→ WRITTEN INSTRUCTION
Please count the lines in the listing below that contain the string "overcast", treating uppercase and lowercase as different, and reply with the number alone.

Location annotation dataset excerpts
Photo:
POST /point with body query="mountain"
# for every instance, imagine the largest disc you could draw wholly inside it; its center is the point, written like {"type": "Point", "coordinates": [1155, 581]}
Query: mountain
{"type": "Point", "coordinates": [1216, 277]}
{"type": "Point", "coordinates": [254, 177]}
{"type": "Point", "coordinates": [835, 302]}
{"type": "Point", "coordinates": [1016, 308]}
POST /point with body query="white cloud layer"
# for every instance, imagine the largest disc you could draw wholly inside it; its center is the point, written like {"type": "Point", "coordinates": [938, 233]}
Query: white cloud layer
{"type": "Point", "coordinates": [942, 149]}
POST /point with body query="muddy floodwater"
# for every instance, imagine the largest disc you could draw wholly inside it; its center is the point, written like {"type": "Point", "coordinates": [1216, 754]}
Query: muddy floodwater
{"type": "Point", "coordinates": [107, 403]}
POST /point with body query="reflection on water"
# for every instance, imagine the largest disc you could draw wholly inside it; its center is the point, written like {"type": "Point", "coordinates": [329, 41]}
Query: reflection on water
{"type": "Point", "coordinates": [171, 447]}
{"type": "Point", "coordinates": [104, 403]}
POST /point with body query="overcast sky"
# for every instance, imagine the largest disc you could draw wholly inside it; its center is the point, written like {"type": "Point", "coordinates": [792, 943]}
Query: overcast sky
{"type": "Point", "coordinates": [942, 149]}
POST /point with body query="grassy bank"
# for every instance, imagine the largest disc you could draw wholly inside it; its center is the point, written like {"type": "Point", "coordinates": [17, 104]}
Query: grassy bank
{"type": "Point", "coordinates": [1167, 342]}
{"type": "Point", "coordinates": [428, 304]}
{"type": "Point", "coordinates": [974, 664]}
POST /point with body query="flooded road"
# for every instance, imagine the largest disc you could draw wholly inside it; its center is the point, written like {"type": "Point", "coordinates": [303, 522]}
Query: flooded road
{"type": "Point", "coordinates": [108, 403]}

→ FINISHED ANSWER
2